◆ Passage to read
==================================================
Skip to main content

Environment Variables

info

This feature is only available in Crawlab Pro.

Crawlab allows users to set environment variables during spider runtime.

Why Use Environment Variables?

Using environment variables in Crawlab offers several important advantages:

  • Configuration Separation: Keep configuration separate from code, following best practices
  • Sensitive Data Management: Securely store API keys, credentials, and tokens outside your code
  • Environment-Specific Settings: Easily configure different values for development, testing, and production
  • Centralized Management: Update configurations for all spiders from a single location
  • Runtime Flexibility: Change behavior of spiders without modifying code
  • Enhanced Security: Avoid hardcoding sensitive information in spider scripts

Create Environment Variables

  1. Navigate to the System Settings page.
  2. Click the Environment tab.
==================================================
◆ Information provided
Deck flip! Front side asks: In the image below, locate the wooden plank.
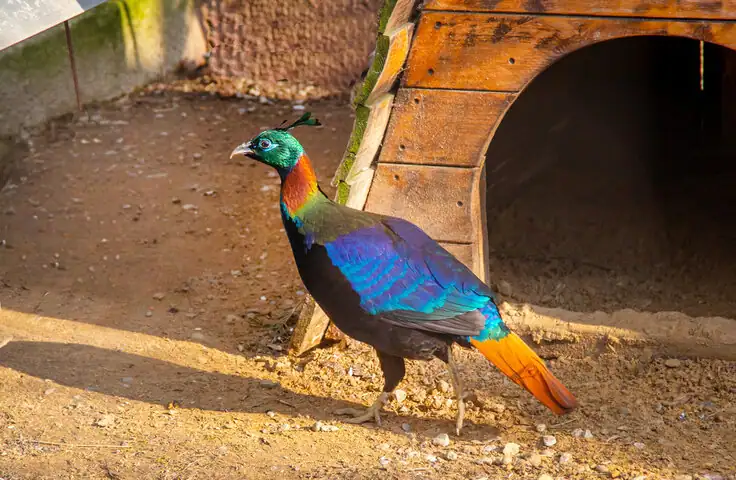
==================================================
◆ Brief A
Reproduce the portion of the Crawlab environment variables page between "Using environment variables" and "the Environment tab.", inclusive.
◆ Brief B
List the names of all the advantages of environment variables given on the Crawlab environment variables page.
The lines are not needed for either task.

◆ Task output A
Using environment variables in Crawlab offers several important advantages:

  • Configuration Separation: Keep configuration separate from code, following best practices
  • Sensitive Data Management: Securely store API keys, credentials, and tokens outside your code
  • Environment-Specific Settings: Easily configure different values for development, testing, and production
  • Centralized Management: Update configurations for all spiders from a single location
  • Runtime Flexibility: Change behavior of spiders without modifying code
  • Enhanced Security: Avoid hardcoding sensitive information in spider scripts

Create Environment Variables

  1. Navigate to the System Settings page.
  2. Click the Environment tab.

◆ Task output B
- Configuration Separation
- Sensitive Data Management
- Environment-Specific Settings
- Centralized Management
- Runtime Flexibility
- Enhanced Security